— start —

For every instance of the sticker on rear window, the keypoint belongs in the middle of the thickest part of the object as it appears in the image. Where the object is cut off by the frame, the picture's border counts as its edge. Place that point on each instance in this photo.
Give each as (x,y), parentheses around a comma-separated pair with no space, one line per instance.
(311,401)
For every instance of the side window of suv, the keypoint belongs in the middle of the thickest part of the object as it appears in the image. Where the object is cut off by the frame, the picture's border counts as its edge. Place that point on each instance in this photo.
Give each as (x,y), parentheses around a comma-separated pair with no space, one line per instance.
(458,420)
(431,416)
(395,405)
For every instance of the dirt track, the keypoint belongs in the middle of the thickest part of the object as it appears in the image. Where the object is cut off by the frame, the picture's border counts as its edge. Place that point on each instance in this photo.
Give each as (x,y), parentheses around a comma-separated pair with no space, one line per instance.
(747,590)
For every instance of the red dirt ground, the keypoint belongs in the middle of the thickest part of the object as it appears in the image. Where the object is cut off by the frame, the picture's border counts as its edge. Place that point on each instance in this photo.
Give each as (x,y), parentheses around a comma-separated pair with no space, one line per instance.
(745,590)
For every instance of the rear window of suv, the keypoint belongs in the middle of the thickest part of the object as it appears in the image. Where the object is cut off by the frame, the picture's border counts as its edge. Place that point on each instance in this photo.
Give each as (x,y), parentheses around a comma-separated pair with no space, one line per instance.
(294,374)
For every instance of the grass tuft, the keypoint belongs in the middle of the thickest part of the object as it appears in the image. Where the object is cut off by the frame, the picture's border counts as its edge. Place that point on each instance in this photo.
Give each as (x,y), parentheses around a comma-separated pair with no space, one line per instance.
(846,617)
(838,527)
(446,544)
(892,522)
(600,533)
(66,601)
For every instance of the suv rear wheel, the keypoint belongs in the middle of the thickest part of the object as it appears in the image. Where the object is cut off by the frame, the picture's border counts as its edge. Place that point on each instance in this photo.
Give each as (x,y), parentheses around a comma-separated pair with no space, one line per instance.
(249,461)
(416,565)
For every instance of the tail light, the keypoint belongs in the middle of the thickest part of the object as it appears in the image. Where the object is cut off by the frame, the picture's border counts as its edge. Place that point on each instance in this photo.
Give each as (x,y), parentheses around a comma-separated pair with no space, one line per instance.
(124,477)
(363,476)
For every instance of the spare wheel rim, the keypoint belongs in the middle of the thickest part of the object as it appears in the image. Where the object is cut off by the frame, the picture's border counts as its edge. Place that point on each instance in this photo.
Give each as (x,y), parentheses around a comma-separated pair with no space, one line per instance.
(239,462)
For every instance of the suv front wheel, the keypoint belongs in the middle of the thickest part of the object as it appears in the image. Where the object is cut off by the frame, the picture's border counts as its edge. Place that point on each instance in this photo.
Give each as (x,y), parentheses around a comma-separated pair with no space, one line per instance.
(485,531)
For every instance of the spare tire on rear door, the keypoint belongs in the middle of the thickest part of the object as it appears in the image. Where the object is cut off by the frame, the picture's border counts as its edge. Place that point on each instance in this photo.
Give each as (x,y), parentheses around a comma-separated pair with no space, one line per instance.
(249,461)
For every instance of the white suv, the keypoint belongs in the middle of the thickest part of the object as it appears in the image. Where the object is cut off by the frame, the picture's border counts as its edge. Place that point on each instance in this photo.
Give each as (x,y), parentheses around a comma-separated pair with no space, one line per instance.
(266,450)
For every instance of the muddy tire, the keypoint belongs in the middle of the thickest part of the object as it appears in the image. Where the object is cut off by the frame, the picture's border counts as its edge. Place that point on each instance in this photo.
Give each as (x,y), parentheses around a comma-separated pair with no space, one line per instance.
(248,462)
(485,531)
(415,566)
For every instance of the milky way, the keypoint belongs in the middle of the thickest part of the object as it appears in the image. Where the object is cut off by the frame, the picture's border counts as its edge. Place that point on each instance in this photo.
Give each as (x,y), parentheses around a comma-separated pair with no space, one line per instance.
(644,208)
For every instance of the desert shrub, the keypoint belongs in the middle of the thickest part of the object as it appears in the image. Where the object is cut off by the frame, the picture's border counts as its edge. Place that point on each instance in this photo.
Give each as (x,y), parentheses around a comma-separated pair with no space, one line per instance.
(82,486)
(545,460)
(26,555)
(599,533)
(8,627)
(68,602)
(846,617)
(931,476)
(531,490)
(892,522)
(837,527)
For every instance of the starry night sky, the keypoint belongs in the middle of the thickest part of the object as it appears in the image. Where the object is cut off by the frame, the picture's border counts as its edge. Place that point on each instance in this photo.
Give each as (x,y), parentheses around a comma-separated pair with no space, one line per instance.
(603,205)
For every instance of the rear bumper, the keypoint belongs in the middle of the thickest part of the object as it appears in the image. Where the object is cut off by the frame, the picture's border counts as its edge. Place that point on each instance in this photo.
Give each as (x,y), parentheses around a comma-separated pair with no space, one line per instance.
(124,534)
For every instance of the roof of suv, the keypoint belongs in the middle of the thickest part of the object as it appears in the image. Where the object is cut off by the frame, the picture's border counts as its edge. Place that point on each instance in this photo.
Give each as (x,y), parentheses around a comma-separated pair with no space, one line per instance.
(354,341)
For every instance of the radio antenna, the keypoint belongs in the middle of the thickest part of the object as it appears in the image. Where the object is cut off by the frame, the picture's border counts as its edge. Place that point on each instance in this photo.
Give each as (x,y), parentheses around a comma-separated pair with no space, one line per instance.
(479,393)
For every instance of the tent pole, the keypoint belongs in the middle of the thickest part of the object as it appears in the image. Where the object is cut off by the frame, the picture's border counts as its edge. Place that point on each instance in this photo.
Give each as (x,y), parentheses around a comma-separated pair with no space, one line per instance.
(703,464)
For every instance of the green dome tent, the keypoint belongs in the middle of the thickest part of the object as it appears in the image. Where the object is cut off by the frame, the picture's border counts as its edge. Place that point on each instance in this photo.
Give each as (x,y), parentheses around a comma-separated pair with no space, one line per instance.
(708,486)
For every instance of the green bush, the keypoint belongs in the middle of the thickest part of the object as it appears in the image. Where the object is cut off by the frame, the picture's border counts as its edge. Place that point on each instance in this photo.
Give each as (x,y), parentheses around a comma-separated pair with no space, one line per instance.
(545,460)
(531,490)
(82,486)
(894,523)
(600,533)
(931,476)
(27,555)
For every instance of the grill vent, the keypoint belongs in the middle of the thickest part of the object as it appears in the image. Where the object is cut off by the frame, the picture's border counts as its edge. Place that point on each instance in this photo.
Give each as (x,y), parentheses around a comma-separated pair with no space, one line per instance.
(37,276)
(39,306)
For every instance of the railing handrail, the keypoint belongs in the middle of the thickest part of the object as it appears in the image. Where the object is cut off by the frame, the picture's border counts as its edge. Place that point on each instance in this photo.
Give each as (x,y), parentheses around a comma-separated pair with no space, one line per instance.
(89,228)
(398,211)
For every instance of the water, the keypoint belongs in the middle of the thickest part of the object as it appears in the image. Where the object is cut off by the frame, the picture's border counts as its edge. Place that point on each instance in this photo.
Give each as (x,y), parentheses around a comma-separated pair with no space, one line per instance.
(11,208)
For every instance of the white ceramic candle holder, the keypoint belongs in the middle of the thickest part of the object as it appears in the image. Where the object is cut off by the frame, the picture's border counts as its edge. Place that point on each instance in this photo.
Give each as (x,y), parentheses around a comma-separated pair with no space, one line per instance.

— end —

The problem: Please set down the whole listing above without altering a single line.

Answer to the exercise:
For every instance of the sticker on rear window, the keypoint belongs in the middle of the thickest part of the object as it appears in the image. Where the object is cut off by the frame, the picture's border counts as its edge. Place that point on each instance in this photo.
Give each as (x,y), parentheses around a comma-separated pair with no space, one line per instance.
(311,401)
For every instance of the side window of suv, the keypoint belongs in the middle of the thickest part of the object as it appears in the image. Where the object is cut off by the frame, the picture's border counts as its edge. Place that point on each instance in this photo.
Give each as (x,y), parentheses around a comma-separated pair with no space, one line per instance.
(458,420)
(431,416)
(395,405)
For every instance of the dirt track, the keypoint belongs in the middle of the thickest part of the object as it appears in the image. Where the object is cut off by the frame, the picture's border counts as its edge. Place that point on each instance in this photo.
Give each as (x,y), parentheses around a comma-separated pair with no space, one line per instance.
(747,590)
For every instance of the red dirt ground, the keypoint belongs in the middle of the thickest part of the object as it appears in the image. Where the object is cut off by the frame, the picture's border counts as its edge. Place that point on each instance in this photo.
Give each as (x,y), parentheses around a comma-separated pair with no space, one line per instance.
(745,590)
For every instance of the rear window of suv, the keypoint belongs in the middle of the thickest part of the object as it appears in the image. Where the object is cut off by the frame, the picture's border counts as its edge. Place that point on each instance in this photo.
Give each as (x,y), parentheses around a comma-separated pair with no space, one line per instance.
(294,374)
For every instance of the grass tuft, the keypoint belongs in the middle of the thickest part of the object as it appears in the image. Where the object is cut off by the frame, the picture's border counts as its edge. Place that point on each instance in this photo.
Give each as (x,y), parentheses around a comma-separated pair with no space, one line per instance.
(846,617)
(838,527)
(446,544)
(892,522)
(600,533)
(66,601)
For every instance of the suv rear wheel, the keypoint belongs in the middle of the thickest part of the object as it appears in the image. Where the object is cut off by the frame, the picture's border counts as its edge. Place that point on each instance in this photo.
Give each as (x,y), parentheses around a comma-separated pair with no space, one line per instance.
(249,461)
(416,565)
For every instance of the tail light, the keypoint belongs in the middle of the thickest part of the object as it appears in the image. Where the object is cut off by the frame, the picture's border counts as its edge. Place that point on each instance in this photo.
Give each as (x,y), parentheses around a comma-separated pair with no space, one line per instance.
(124,477)
(363,476)
For every instance of the spare wheel rim, the keypoint belongs in the middle of the thickest part of the object as it appears in the image. Where the object is cut off by the frame, the picture's border counts as its edge. Place that point on each instance in this photo.
Give each as (x,y), parentheses around a comma-separated pair with no space, one line per instance.
(239,462)
For every instance of the suv front wheel, the keypoint belongs in the middle of the thickest part of the object as it appears in the image. Where the object is cut off by the frame, the picture's border counts as its edge. Place that point on each instance in this photo.
Give each as (x,y), parentheses around a comma-separated pair with no space, one line per instance.
(485,531)
For every instance of the spare tire on rear door, the keypoint belongs in the middle of the thickest part of the object as it appears in the image. Where the object is cut off by the frame, the picture's border counts as its edge. Place that point on each instance in this photo.
Give each as (x,y), parentheses around a comma-separated pair with no space, one line per instance.
(249,461)
For every instance of the white suv, the keypoint belongs in the middle of the thickest part of the object as it appears in the image. Where the object is cut off by the frame, the picture's border counts as its edge. Place that point on each instance in this photo.
Give each as (x,y), parentheses around a comma-separated pair with no space, one line per instance.
(266,450)
For every instance of the muddy tire, the keypoint belongs in the middle of the thickest part of the object as it appears in the image. Where the object is cut off by the frame, the picture's border counts as its edge. Place that point on each instance in this photo.
Give each as (x,y), parentheses around a comma-separated pair with no space, one line per instance.
(248,462)
(485,531)
(415,566)
For every instance of the milky way, the keypoint belongs in the middle of the thickest part of the object as it appears in the image. Where the object is cut off by the frame, the picture's border counts as its edge. Place that point on each instance in this photo.
Give each as (x,y), parentheses around a comma-separated pair with no space, one line per instance.
(644,208)
For every instance of the desert shrub, the keypoint belongs in the middle of the thickest part of the object as it appears in the image. Where the object is cut off by the frame, the picture's border counts as its edge. Place that point on each instance in this photo.
Give each as (x,y), parentheses around a comma-separated pair with no space, one line per instance.
(82,486)
(545,460)
(26,555)
(599,533)
(8,627)
(68,602)
(846,617)
(931,476)
(531,490)
(892,522)
(837,527)
For every instance of the starry night sky, the keypoint belongs in the middle of the thickest part of the object as it appears in the image. Where the object is cut off by the frame, the picture's border counts as its edge. Place that point on each instance in this photo.
Give each as (x,y), parentheses around a comma-separated pair with no space, one line per instance.
(603,205)
For every instance of the rear bumper, the keypoint belongs in the middle of the thickest part of the object as it appears in the image. Where the object is cut off by the frame, the picture's border counts as its edge. Place that point on each instance in this photo.
Give each as (x,y), parentheses around a comma-separated pair with no space, one line per instance.
(124,534)
For every instance of the roof of suv, the keypoint belongs in the middle of the thickest part of the object as it appears in the image. Where the object is cut off by the frame, the picture's border counts as its edge. Place that point on each instance in this photo.
Give each as (x,y), parentheses around a comma-separated pair with no space, one line per instance.
(354,341)
For every instance of the radio antenna, the keypoint belongs in the middle of the thickest part of the object as it appears in the image. Where the object is cut off by the frame, the picture's border counts as its edge. Place that point on each instance in this photo.
Give each as (x,y), parentheses around a comma-separated pair with no space, one line per instance.
(479,393)
For every instance of the tent pole, the keypoint belongs in the middle of the thickest part of the object as it appears in the image. Where the object is cut off by the frame, the picture's border counts as its edge. Place that point on each instance in this photo.
Give each as (x,y), parentheses around a comma-separated pair with no space, one line per instance.
(703,464)
For every instance of the green dome tent, the keypoint belongs in the middle of the thickest part of the object as it appears in the image. Where the object is cut off by the frame, the picture's border counts as its edge. Place that point on each instance in this photo.
Give each as (x,y), parentheses around a comma-separated pair with no space, one line per instance.
(708,486)
For every instance of the green bush, the keypoint belongs in the middle of the thickest part of the object as it appears in the image. Where the object is cut off by the frame, the picture's border counts as its edge. Place that point on each instance in this photo.
Give each as (x,y), parentheses around a comma-separated pair with no space, one line per instance.
(545,460)
(531,490)
(82,486)
(894,523)
(600,533)
(931,476)
(27,555)
For every instance of the grill vent, the keypoint belongs in the middle of the thickest part of the object as it appears in the image. Where the object is cut off by the frame, the picture's border counts as its edge. Place that point on each instance in this photo.
Give each as (x,y), parentheses around a comma-separated pair with no space, one line per instance.
(37,276)
(39,306)
For every instance of the railing handrail, the keypoint belongs in the middle of the thickest part of the object as it appears in the image. Where the object is cut off by the frame, the picture's border counts as its edge. Place that point on each instance in this photo.
Give each as (x,y), parentheses around a comma-separated pair with no space, one line per instance.
(89,228)
(398,211)
For every instance of the water, the keypoint belongs in the middle of the thickest part of the object as it appears in the image. Where the object is cut off by the frame, the picture's border counts as its edge. Place that point on each instance in this photo.
Give each as (x,y), parentheses around a comma-separated pair with no space, one line per instance.
(11,208)
For every instance of the white ceramic candle holder, the keypoint belongs in the middle of the thickest part of the object as it appears in the image. Where the object is cut off by the frame, the picture's border counts as its edge. Place that point on each instance in this photo.
Give each as (x,y), parentheses around a comma-separated pair with no space, one line per instance.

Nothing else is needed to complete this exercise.